To be done: Reproduce the material from the line containing "Where can the wooden butcher" through the line containing "x=310, y=263", changing "butcher block countertop" to "kitchen island" and leaving everything else as it stands.

A run of records:

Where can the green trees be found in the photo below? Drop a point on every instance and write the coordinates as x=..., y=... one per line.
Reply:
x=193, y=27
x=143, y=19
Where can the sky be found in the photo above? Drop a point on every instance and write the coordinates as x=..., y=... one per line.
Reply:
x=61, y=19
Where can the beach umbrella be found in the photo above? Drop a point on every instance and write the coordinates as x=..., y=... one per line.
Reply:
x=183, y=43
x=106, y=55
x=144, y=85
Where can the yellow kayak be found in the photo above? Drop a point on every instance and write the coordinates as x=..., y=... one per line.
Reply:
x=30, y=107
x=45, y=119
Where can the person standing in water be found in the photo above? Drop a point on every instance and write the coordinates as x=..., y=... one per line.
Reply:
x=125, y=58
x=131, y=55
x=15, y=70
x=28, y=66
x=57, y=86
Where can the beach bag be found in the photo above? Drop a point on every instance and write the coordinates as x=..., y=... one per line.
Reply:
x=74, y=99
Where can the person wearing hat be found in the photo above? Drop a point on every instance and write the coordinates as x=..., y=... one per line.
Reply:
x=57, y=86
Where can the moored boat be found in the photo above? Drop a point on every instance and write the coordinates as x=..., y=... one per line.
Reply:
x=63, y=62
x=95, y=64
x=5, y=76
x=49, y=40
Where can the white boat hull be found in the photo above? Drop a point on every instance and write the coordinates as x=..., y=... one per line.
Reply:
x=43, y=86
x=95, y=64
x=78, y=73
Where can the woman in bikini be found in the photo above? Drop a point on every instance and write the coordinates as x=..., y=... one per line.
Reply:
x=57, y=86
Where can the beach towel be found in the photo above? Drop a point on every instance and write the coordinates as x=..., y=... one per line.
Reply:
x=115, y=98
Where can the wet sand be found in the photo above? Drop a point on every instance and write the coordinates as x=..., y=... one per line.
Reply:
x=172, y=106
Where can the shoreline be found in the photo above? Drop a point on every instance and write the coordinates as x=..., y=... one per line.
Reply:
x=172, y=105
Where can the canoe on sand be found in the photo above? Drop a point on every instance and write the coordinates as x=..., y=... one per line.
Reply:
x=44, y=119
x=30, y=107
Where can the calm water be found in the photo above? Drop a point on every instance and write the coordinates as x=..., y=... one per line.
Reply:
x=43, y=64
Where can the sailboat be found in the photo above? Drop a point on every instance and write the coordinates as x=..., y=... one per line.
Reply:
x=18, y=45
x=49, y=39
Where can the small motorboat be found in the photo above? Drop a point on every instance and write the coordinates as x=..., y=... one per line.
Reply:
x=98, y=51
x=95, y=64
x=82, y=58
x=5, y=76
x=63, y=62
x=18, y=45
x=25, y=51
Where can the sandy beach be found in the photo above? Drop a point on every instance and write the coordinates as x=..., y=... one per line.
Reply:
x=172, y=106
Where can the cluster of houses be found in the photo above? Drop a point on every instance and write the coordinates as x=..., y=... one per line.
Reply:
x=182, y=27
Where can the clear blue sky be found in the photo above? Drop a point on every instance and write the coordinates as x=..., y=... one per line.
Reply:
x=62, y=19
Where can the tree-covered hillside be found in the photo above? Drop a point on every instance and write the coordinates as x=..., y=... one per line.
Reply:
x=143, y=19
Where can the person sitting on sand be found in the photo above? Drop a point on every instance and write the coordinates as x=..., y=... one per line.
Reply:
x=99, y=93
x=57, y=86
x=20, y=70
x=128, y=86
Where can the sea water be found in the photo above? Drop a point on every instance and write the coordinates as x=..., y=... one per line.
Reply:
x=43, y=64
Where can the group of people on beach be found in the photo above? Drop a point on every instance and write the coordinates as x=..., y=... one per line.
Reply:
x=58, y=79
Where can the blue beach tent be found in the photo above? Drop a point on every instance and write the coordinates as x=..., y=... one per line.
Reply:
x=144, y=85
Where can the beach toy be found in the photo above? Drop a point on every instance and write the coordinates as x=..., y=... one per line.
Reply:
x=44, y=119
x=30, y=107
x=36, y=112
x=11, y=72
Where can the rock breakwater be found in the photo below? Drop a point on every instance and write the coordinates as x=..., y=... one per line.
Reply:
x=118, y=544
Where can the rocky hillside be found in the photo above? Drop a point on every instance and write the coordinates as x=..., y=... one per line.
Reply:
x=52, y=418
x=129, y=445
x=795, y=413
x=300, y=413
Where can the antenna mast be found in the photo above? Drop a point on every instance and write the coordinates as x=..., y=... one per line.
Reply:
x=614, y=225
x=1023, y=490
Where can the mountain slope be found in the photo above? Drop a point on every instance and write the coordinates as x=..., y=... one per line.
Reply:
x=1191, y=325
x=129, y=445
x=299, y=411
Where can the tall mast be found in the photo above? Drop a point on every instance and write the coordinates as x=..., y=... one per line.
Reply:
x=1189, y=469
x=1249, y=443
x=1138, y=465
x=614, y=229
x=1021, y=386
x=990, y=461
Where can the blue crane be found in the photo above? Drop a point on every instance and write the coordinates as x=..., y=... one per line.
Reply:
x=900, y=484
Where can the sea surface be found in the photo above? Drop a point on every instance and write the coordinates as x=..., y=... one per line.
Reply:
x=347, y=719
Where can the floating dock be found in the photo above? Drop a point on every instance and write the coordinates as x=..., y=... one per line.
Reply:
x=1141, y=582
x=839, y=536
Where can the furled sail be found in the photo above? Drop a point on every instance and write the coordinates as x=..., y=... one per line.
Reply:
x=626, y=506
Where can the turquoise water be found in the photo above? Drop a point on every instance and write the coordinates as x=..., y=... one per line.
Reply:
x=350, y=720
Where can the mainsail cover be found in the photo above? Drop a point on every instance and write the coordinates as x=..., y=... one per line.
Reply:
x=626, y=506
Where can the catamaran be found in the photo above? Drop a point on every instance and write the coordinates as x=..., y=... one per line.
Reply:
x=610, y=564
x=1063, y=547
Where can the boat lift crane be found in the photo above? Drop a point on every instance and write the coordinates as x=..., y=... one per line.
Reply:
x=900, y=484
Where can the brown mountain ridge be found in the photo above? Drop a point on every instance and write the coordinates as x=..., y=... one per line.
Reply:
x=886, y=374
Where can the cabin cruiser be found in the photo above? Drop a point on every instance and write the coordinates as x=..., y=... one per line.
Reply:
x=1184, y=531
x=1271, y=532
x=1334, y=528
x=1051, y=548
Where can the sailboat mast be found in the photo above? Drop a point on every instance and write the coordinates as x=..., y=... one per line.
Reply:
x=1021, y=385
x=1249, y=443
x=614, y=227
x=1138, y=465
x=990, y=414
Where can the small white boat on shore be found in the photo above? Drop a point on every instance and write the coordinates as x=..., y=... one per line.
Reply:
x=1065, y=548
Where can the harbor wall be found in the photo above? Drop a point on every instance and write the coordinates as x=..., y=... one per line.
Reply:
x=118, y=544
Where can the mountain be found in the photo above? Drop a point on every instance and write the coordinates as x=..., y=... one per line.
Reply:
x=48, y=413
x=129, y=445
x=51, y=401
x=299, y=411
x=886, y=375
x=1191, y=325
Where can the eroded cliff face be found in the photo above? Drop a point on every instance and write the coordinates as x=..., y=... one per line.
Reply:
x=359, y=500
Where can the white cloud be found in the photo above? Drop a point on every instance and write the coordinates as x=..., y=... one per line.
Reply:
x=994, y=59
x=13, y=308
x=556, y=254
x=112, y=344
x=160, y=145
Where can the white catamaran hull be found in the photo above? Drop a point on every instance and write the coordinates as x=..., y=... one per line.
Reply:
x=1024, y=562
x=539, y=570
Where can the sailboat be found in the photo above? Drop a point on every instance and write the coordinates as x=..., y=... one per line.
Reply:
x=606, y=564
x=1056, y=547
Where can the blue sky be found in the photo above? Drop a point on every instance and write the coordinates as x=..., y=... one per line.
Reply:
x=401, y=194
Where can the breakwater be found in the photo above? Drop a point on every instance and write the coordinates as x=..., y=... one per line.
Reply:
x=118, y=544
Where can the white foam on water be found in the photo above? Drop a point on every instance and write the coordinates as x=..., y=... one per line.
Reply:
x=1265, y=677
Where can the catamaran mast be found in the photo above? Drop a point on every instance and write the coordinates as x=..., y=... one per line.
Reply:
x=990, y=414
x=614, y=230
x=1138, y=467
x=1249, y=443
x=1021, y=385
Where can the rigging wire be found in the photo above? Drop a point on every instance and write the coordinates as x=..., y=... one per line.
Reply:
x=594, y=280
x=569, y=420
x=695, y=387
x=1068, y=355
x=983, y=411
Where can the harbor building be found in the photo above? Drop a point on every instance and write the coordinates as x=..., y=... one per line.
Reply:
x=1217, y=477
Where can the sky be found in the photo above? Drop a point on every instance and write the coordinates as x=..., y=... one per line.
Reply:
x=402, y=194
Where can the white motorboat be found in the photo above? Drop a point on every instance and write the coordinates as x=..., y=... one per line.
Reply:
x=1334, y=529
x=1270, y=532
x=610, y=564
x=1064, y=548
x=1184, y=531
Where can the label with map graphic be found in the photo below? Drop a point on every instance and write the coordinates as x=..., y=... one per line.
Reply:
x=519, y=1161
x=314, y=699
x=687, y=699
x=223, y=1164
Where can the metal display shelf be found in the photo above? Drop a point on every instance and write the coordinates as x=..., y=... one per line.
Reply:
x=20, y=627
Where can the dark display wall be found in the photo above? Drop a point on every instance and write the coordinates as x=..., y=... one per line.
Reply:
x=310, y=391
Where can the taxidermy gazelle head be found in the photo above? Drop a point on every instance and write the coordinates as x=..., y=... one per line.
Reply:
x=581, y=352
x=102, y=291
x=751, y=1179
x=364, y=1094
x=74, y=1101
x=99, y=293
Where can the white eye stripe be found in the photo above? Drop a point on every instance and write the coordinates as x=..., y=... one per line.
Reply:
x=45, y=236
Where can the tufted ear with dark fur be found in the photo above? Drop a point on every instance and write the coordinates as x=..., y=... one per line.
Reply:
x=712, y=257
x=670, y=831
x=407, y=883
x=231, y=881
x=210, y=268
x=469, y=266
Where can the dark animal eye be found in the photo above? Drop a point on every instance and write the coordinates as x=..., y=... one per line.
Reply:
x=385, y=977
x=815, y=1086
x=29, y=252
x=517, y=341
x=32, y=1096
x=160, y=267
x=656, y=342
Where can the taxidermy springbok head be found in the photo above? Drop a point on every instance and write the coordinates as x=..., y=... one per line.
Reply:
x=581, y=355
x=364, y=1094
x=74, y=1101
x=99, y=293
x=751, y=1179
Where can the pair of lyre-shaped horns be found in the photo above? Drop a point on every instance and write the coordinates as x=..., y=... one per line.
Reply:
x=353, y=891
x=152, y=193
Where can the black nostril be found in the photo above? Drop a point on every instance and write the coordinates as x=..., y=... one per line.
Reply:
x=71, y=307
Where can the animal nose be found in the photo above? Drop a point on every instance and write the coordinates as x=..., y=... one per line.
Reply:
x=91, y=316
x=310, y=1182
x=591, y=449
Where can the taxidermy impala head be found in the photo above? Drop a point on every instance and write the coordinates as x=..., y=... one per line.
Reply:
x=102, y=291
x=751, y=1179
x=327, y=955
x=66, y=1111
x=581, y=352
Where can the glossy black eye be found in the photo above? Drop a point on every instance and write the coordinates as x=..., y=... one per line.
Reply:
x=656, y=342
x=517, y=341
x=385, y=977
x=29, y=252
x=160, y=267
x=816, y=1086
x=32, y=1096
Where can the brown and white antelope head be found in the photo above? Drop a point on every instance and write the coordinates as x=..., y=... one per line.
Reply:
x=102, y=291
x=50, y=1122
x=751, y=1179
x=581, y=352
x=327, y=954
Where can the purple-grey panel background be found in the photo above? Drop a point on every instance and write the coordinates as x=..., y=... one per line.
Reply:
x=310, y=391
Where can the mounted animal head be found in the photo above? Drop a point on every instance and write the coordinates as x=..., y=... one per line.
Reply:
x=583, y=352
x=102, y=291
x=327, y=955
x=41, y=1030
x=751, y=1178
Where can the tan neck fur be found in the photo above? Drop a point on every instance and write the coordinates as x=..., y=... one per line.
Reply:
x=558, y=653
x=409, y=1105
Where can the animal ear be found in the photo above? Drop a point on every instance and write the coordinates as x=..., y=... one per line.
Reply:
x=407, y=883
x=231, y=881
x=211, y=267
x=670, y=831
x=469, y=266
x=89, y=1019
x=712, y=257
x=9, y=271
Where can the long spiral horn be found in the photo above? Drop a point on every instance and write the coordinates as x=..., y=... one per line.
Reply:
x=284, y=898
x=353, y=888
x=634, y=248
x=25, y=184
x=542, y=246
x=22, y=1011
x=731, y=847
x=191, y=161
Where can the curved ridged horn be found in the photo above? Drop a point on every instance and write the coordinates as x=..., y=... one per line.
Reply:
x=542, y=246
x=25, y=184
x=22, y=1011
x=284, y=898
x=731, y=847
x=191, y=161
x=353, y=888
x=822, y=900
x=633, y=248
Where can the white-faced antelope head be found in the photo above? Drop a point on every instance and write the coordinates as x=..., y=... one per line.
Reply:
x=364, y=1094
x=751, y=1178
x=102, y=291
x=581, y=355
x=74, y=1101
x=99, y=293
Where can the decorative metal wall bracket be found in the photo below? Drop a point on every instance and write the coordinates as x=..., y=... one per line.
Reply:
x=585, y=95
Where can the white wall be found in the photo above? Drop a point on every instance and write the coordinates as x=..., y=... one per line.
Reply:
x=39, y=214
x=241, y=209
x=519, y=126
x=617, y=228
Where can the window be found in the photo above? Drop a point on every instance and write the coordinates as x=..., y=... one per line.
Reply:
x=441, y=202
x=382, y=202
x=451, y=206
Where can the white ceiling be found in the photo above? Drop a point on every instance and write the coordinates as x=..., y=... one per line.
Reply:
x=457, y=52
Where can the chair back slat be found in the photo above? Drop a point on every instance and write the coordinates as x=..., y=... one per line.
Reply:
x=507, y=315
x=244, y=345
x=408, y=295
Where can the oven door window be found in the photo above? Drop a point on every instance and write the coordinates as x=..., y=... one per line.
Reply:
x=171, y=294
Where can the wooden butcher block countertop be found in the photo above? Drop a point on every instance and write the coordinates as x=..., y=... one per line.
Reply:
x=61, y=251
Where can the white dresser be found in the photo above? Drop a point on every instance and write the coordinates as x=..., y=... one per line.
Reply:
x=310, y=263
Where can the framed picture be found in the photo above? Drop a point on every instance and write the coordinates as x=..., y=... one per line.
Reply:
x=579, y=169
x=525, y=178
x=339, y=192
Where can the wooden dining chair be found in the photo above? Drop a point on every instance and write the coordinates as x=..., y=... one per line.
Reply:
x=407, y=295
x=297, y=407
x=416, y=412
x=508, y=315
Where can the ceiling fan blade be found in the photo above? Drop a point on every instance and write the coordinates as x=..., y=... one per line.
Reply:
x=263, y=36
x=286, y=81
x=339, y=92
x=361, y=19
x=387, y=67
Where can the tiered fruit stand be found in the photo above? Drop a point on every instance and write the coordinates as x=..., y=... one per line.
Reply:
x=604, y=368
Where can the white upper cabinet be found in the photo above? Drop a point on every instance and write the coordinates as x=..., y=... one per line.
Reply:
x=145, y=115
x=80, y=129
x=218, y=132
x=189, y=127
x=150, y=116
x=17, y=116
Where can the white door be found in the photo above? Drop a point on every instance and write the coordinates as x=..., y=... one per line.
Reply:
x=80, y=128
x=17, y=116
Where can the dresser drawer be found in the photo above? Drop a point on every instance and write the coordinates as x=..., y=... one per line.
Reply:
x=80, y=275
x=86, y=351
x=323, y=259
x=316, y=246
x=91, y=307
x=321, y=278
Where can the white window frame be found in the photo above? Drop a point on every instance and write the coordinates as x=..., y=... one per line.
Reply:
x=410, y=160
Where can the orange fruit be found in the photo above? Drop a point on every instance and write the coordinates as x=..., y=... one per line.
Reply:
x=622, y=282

The output:
Where can the wooden kitchen island be found in the photo above? Drop a point on every instance and write the coordinates as x=..., y=... one per line.
Reply:
x=61, y=251
Where can the white dresser be found in the photo above? Drop a point on every instance and write the coordinates as x=..., y=... one per line.
Reply:
x=310, y=263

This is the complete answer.